## [RECORDED INFORMATION]
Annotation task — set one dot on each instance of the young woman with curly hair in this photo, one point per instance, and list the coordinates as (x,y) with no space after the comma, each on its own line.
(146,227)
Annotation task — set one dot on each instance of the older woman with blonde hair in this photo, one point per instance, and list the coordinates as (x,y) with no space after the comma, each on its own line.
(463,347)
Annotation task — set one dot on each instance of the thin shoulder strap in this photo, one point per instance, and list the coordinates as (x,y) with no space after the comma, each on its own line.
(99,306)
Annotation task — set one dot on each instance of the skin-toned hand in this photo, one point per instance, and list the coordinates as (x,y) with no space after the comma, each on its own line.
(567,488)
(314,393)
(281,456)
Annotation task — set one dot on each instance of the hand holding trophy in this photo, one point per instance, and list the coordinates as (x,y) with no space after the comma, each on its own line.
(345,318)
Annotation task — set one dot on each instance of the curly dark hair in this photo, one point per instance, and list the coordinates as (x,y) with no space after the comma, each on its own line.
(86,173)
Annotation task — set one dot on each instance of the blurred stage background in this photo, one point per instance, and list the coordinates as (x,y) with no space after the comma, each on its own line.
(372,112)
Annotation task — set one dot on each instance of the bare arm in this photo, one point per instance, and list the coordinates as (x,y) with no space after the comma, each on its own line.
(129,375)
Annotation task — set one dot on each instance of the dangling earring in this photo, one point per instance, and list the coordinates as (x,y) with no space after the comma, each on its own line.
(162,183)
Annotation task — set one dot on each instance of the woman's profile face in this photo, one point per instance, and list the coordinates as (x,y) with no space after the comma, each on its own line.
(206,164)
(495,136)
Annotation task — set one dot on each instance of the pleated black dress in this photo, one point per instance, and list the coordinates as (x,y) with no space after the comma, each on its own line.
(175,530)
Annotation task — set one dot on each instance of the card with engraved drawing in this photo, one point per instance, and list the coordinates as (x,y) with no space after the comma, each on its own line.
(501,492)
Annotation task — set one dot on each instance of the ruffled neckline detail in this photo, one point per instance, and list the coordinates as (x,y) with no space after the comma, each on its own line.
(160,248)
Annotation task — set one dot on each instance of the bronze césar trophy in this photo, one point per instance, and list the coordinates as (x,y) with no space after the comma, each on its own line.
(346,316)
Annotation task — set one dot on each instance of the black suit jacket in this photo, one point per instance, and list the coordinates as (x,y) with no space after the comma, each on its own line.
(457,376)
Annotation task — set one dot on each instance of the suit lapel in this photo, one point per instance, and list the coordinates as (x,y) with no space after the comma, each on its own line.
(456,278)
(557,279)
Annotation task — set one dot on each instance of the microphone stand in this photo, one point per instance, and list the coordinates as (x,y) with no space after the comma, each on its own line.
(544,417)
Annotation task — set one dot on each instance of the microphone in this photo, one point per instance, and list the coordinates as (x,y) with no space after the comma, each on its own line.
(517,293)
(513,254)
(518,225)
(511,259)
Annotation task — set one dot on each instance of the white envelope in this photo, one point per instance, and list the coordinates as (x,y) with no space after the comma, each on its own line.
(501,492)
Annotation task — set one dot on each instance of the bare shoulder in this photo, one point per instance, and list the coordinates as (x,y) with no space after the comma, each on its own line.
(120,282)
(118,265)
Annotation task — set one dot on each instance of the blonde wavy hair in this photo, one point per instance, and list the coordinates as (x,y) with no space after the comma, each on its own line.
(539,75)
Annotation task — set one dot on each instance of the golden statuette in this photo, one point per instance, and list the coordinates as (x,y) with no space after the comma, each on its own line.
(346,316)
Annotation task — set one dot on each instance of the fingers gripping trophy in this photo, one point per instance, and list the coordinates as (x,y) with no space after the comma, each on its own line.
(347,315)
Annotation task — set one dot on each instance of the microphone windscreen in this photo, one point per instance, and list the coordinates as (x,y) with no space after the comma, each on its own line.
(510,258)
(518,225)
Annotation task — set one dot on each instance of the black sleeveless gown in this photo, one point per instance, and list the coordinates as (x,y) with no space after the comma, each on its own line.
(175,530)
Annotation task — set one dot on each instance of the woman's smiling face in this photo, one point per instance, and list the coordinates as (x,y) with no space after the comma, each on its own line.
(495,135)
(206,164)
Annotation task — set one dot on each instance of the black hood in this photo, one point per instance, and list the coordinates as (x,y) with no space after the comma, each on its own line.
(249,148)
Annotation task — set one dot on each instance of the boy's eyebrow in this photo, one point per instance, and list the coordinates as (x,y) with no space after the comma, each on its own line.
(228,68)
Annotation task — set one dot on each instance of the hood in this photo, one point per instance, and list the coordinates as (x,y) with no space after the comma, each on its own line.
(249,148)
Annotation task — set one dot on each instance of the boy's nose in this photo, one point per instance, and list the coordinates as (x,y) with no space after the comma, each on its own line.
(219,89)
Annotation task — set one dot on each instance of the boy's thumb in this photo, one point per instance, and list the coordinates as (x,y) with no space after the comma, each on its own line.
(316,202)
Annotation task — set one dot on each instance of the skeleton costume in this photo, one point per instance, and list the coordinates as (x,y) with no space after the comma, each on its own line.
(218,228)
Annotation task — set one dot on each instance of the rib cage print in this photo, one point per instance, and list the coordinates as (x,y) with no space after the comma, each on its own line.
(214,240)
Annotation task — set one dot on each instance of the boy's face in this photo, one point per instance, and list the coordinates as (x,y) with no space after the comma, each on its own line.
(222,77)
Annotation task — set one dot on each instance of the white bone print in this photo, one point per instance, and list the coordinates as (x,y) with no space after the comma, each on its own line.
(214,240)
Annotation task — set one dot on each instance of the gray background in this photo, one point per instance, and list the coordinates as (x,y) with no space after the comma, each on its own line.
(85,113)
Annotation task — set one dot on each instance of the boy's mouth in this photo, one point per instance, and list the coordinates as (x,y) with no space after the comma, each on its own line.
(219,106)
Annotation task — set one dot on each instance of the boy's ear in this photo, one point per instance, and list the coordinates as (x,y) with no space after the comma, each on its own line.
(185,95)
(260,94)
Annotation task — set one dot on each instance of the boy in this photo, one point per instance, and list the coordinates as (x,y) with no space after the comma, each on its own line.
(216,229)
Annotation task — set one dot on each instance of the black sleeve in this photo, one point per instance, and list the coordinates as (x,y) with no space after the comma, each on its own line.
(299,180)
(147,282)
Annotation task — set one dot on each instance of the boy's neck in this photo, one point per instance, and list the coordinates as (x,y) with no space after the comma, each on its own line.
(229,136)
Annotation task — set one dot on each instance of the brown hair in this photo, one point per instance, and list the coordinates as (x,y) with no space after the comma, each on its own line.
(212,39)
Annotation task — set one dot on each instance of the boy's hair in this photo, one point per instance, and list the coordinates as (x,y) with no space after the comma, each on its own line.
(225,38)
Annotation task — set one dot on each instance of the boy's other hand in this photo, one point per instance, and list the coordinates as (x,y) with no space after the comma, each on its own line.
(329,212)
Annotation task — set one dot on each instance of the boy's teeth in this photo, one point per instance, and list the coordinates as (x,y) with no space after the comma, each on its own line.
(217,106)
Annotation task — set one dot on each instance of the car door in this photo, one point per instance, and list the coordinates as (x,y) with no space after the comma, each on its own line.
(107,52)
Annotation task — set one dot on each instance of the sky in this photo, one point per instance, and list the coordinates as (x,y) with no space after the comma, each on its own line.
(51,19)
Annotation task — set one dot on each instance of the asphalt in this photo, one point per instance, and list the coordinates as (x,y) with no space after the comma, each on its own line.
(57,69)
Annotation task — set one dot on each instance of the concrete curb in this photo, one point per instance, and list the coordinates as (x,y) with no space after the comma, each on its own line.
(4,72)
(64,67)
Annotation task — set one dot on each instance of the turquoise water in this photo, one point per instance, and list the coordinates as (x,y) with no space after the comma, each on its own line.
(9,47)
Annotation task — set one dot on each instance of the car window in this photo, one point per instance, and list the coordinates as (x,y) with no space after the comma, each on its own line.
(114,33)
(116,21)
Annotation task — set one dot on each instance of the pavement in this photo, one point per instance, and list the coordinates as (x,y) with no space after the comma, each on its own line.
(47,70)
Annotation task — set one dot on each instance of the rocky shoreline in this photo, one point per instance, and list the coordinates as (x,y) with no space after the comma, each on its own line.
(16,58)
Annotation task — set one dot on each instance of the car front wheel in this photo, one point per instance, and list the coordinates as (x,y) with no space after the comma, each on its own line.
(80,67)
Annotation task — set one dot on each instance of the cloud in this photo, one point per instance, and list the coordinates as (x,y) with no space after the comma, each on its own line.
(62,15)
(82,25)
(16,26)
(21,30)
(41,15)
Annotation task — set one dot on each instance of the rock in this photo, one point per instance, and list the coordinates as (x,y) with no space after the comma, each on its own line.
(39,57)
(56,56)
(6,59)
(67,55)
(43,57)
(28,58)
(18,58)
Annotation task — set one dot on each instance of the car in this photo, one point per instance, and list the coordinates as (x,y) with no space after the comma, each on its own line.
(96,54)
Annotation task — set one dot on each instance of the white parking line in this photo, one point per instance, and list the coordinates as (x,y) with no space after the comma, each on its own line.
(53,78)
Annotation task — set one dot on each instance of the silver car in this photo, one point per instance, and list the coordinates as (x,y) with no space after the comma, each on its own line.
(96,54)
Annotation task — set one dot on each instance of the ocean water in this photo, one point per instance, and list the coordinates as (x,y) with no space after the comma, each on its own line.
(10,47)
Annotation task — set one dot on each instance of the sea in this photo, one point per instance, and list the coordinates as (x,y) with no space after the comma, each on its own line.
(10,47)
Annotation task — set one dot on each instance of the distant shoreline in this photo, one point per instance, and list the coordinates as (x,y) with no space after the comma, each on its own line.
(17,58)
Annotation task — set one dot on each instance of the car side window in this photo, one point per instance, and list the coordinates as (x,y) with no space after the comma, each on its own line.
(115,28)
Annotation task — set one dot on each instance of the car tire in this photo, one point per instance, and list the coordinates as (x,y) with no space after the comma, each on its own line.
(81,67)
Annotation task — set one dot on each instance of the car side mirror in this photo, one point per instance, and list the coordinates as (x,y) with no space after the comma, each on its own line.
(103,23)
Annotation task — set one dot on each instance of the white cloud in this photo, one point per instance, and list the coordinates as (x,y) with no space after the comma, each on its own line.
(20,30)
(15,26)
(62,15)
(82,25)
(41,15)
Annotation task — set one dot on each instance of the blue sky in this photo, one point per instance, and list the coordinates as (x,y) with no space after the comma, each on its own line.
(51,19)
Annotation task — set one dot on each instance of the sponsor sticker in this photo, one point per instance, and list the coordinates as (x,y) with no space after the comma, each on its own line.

## [WHAT IS BEING ASKED]
Please transcribe word for word the lines from the line with "the white cloud" to the end of the material, both ends included.

## [EXERCISE OUTPUT]
Annotation task — set one dot on each instance of the white cloud in this photo, one point per instance, and list the coordinates as (x,y) with no space after the comma, each on its own line.
(20,30)
(15,26)
(62,15)
(82,25)
(41,15)
Annotation task — set one dot on each instance of the blue sky in this photo, one point per instance, and list the coordinates as (x,y) with no space after the comma, each on its own line.
(51,19)
Annotation task — set one dot on each instance of the sponsor sticker in this photo, one point per instance, and list the coordinates as (x,y) with no space after the comma, each on its own line.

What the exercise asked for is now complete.